*TASK PROMPT*: Please write out the lines from the items below, starting at the line that contains "Note to the class: we label each instance of the team" and ending at the line that contains "pixel 254 59", with both of those lines included.

*GIVEN RECORDS*:
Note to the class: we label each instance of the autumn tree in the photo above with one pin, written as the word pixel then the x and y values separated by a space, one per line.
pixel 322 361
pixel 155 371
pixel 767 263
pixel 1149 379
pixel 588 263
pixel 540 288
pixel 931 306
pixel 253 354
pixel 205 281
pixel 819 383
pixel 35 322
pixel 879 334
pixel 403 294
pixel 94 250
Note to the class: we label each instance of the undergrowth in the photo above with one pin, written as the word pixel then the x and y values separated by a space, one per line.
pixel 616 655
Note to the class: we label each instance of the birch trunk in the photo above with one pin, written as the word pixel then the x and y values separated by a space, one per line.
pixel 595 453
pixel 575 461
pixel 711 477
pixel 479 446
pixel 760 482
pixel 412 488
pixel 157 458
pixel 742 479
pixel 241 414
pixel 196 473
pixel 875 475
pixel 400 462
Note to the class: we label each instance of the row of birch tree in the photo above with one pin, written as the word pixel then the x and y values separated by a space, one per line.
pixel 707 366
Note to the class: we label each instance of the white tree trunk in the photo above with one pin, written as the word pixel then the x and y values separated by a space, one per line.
---
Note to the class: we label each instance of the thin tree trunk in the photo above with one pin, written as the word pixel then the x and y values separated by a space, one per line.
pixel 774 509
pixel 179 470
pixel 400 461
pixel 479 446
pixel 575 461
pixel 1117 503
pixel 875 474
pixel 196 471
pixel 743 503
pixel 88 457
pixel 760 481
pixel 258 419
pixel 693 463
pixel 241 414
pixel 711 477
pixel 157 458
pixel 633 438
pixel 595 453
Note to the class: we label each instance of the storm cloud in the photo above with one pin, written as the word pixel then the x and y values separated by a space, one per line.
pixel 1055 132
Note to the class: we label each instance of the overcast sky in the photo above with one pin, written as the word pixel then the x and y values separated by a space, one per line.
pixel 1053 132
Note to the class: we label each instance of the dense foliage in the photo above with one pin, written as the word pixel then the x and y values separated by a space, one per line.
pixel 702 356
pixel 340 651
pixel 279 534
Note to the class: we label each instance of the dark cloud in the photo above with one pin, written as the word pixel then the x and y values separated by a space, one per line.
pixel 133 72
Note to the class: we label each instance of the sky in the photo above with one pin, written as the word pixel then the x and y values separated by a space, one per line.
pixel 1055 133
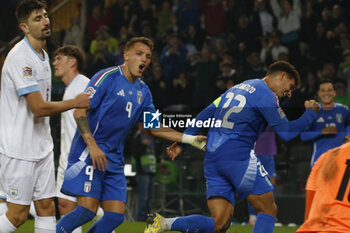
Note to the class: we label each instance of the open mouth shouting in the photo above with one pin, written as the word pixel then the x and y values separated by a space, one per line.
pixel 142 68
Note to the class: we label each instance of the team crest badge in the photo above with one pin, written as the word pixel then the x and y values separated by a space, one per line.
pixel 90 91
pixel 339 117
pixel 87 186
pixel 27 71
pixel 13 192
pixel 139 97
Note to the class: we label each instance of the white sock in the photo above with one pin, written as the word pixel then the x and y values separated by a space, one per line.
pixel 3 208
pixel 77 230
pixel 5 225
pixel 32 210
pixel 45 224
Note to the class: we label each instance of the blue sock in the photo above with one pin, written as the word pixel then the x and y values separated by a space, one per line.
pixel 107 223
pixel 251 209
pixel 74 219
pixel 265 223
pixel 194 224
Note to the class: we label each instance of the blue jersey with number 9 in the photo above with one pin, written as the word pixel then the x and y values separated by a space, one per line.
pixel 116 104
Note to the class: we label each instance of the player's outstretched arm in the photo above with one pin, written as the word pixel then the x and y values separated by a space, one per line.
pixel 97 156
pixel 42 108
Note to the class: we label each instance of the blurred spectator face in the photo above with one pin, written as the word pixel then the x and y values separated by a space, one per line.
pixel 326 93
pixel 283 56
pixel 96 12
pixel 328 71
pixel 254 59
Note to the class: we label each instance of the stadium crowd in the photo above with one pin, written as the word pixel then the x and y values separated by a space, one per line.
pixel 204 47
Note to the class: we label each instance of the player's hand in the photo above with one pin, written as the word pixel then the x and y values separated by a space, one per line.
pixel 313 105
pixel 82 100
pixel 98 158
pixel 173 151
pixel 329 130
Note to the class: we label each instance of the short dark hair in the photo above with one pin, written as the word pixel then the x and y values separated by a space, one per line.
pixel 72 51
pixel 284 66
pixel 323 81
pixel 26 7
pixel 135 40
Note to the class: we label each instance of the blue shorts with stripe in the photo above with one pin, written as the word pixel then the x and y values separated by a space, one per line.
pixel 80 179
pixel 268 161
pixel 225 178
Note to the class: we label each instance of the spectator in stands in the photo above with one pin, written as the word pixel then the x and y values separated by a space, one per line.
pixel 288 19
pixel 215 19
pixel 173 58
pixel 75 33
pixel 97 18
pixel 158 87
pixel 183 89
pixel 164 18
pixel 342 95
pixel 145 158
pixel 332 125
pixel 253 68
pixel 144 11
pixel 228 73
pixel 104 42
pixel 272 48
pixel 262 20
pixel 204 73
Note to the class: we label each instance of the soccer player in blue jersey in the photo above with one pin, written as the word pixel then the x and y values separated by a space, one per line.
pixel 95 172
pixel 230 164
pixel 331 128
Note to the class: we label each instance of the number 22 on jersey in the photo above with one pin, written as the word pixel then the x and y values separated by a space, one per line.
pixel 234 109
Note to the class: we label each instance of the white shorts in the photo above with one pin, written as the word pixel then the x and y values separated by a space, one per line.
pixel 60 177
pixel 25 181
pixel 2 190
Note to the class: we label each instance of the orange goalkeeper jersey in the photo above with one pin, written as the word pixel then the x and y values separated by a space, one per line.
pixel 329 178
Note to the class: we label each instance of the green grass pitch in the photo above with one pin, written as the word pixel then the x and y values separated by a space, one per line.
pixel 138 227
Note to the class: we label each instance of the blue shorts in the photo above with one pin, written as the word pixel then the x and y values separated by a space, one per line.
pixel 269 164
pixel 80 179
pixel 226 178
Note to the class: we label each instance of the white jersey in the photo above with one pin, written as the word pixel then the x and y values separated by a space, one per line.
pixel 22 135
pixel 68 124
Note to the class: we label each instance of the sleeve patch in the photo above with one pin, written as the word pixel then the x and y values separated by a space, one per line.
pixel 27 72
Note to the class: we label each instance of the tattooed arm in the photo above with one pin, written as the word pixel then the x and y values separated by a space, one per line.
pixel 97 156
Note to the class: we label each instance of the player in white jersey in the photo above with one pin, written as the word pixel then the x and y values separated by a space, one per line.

*FINAL ANSWER*:
Note to the class: we label each instance of the team crest badge in the photo above with one pin, written as the word pixel then the x and y values separated by a space, one per line.
pixel 90 91
pixel 339 117
pixel 87 186
pixel 27 71
pixel 13 192
pixel 139 97
Note to the class: we label each instance of the white sock in the photo above with one pin, written as the word pixel then the x and y values separated by a space, one per line.
pixel 3 208
pixel 77 230
pixel 5 225
pixel 32 210
pixel 45 224
Note to the class: we label each instance of the blue sock in the photo above with one pin, written as the word pixel then the x and y values separated by a space, one per line.
pixel 107 223
pixel 251 209
pixel 74 219
pixel 265 223
pixel 194 224
Note to the class: we label each instance of the blue jersey with number 9 in the photo above with one pin, written as the word pixel then the x and y values separated by a space, one per line.
pixel 116 104
Note to the class: we label each instance of the player's outstretched arm in the photo above with one pin, written as the word pixel then the x and y values separated by a space, one per line.
pixel 97 156
pixel 42 108
Note to the class: we label each instance of the blurred spectator face in the photo above with one pin, written as the word pixel then the x and y values separated by a space, one per line.
pixel 326 93
pixel 283 56
pixel 96 12
pixel 328 71
pixel 254 59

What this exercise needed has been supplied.